--- Input for this task ---

-- -- --

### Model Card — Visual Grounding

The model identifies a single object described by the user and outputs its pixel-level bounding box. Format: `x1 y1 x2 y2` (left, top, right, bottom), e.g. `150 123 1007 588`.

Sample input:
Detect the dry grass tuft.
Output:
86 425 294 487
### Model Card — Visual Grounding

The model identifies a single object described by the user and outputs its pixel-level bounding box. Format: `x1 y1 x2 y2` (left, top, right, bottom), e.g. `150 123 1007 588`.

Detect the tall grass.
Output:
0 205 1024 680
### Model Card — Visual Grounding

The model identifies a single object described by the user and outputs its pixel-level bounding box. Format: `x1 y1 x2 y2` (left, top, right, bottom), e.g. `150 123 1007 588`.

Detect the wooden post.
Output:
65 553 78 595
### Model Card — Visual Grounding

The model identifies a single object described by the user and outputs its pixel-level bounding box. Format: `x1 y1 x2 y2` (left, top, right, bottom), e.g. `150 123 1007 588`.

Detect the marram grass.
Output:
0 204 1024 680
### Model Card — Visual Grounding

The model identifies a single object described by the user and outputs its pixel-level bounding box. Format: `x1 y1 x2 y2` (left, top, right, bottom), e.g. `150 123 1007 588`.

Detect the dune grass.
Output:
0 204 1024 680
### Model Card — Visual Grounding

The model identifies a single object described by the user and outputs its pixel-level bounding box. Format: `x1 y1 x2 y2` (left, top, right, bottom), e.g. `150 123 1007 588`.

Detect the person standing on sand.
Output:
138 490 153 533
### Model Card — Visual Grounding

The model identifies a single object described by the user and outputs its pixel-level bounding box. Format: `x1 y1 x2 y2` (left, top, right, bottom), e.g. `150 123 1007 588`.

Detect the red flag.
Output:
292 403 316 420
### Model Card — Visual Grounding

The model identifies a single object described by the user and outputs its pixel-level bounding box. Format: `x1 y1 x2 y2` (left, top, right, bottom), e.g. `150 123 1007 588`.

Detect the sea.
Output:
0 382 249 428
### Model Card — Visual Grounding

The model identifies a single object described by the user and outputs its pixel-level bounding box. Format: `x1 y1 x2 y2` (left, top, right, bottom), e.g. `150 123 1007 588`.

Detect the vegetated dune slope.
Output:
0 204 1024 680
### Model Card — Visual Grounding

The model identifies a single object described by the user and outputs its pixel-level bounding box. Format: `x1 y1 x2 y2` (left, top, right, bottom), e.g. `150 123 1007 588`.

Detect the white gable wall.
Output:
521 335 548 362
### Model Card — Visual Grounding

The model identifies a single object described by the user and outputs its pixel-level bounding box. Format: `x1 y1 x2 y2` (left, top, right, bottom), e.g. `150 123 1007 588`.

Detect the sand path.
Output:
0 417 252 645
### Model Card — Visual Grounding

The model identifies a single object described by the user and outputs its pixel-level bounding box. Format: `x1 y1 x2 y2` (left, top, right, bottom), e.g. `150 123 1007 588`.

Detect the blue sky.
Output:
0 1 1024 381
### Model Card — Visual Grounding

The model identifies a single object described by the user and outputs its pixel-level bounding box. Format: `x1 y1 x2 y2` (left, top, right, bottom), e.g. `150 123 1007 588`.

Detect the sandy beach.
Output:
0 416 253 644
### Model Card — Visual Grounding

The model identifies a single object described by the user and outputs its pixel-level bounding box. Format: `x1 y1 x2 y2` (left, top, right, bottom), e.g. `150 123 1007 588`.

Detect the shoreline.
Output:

-- -- --

--- Task details ---
Write out every one of the entries above word for word, with no changes.

--- Expected output ---
### Model Card — Visual Grounding

The model identifies a single object described by the user and outputs its pixel-level bounding box. Format: `x1 y1 x2 y2` (left, top, right, bottom), e.g. `150 123 1007 588`.

Sample input:
Detect the dry grass tuft.
Output:
86 425 294 487
### Model Card — Visual Grounding

The model identifies a single object described by the user and outputs its pixel-level bounding box. Format: `x1 y1 x2 y2` (left, top, right, bottom), e.g. `150 123 1007 588`.

Detect the tall grass.
Output:
0 205 1024 680
### Model Card — Visual Grounding

The model identifies a single object described by the user and outputs its pixel-level bounding box. Format: `x1 y1 x2 y2` (left, top, right, bottom), e.g. `150 123 1007 588`.

Detect the wooden post.
Output:
65 553 78 595
### Model Card — Visual Grounding

The model identifies a single object described by the user and outputs its pixel-level bounding box. Format: `x1 y1 x2 y2` (left, top, right, bottom), e.g. `150 123 1007 588`.

Detect the marram grass.
Output:
0 204 1024 680
### Model Card — Visual Grounding

The model identifies a single object described by the user and outputs its pixel-level bounding box. Format: `x1 y1 x2 y2` (left, top, right, bottom), e.g. `150 123 1007 588`.

Detect the dune grass.
Output:
0 204 1024 680
### Model Card — Visual Grounding

The model identifies a single object described by the user and outputs its pixel-level bounding box. Format: `x1 y1 x2 y2` (left, top, right, bottom), e.g. `150 123 1007 588`.

Detect the person standing on sand.
Output:
138 490 153 533
### Model Card — Visual Grounding

The model identifies a single object described by the user and outputs its pixel-level bounding box. Format: `x1 y1 x2 y2` (left, top, right, bottom), e.g. `150 123 1007 588`.

Detect the red flag.
Output:
292 403 316 420
### Model Card — Visual Grounding

The model identifies a single object described by the user and outputs its pixel-level bounding box. Format: `x1 y1 x2 y2` (left, top, right, bottom), e.g. `150 123 1007 588`.

Detect the sea.
Output:
0 382 249 428
### Model Card — Visual Grounding

The model identifies a single object described by the user and outputs its pixel-level bounding box. Format: `x1 y1 x2 y2` (left, top, right, bottom), e.g. `150 123 1007 588`.

Detect the vegetated dune slope.
Output:
0 204 1024 680
### Model Card — Visual Grounding

The model identifies a single object described by the user and outputs its pixel-level bounding box. Format: `x1 y1 x2 y2` (left, top, right, bottom), e.g. `150 123 1007 588`.

Detect the white gable wall.
Output:
521 335 548 362
### Model Card — Visual Grounding

The model identifies a single object described by the user and outputs its pixel-level bounding box. Format: `x1 y1 x2 y2` (left, top, right, bottom), e.g. `150 123 1007 588`.

Detect the sand path.
Output:
0 417 252 645
### Model Card — Visual Grounding

The model identifies a single object described by the user and outputs its pixel-level bounding box. Format: `x1 y1 x2 y2` (left, top, right, bottom), e.g. `150 123 1007 588`.

Detect the blue sky.
Output:
0 1 1024 381
### Model Card — Visual Grounding

The model identifies a single object described by the user and outputs its pixel-level bounding box. Format: `x1 y1 x2 y2` (left, top, right, bottom), e.g. `150 123 1007 588`.

Detect the sandy beach.
Output:
0 416 253 644
### Model Card — Visual Grounding

The model identifies a single object described by the user and outputs its pixel-level bounding box. Format: `x1 y1 x2 y2` (left, top, right, bottom), e.g. `150 123 1007 588`.

Detect the shoreline.
Output:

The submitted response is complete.